_Exercise:_ Search the records below for the word "trunk" and show every line where it occurs.

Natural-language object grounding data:
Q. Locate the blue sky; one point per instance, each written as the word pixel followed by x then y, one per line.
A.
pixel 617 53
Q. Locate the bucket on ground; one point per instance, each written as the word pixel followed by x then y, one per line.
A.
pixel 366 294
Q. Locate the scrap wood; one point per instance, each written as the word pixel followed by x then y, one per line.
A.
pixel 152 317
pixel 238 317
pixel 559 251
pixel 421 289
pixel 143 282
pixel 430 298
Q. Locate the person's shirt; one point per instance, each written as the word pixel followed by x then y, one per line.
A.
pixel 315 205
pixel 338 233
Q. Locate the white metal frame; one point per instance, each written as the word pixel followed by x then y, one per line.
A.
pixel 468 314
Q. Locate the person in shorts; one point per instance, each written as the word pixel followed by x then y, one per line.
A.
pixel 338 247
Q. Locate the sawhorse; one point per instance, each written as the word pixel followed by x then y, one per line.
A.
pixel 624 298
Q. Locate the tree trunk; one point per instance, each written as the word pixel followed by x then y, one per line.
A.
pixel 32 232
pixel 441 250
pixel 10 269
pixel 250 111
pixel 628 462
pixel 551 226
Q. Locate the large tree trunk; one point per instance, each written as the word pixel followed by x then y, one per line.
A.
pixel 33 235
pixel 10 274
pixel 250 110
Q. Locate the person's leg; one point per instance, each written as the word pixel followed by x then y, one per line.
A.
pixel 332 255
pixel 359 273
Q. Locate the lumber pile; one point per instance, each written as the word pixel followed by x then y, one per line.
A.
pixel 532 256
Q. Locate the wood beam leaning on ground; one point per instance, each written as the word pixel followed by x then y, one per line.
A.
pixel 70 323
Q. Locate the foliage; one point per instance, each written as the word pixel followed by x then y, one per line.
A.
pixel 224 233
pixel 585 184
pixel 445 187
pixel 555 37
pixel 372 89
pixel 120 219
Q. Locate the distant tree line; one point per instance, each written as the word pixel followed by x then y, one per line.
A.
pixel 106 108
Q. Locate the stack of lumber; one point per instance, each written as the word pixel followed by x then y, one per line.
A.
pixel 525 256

_Solution for this problem:_
Q. Locate the tree trunk; one point per instance, each written as the word pixel followed by x then y, one per line.
Q. Locate the large tree trunk; one point per instance, each written as the word pixel followed by x then y, one per line.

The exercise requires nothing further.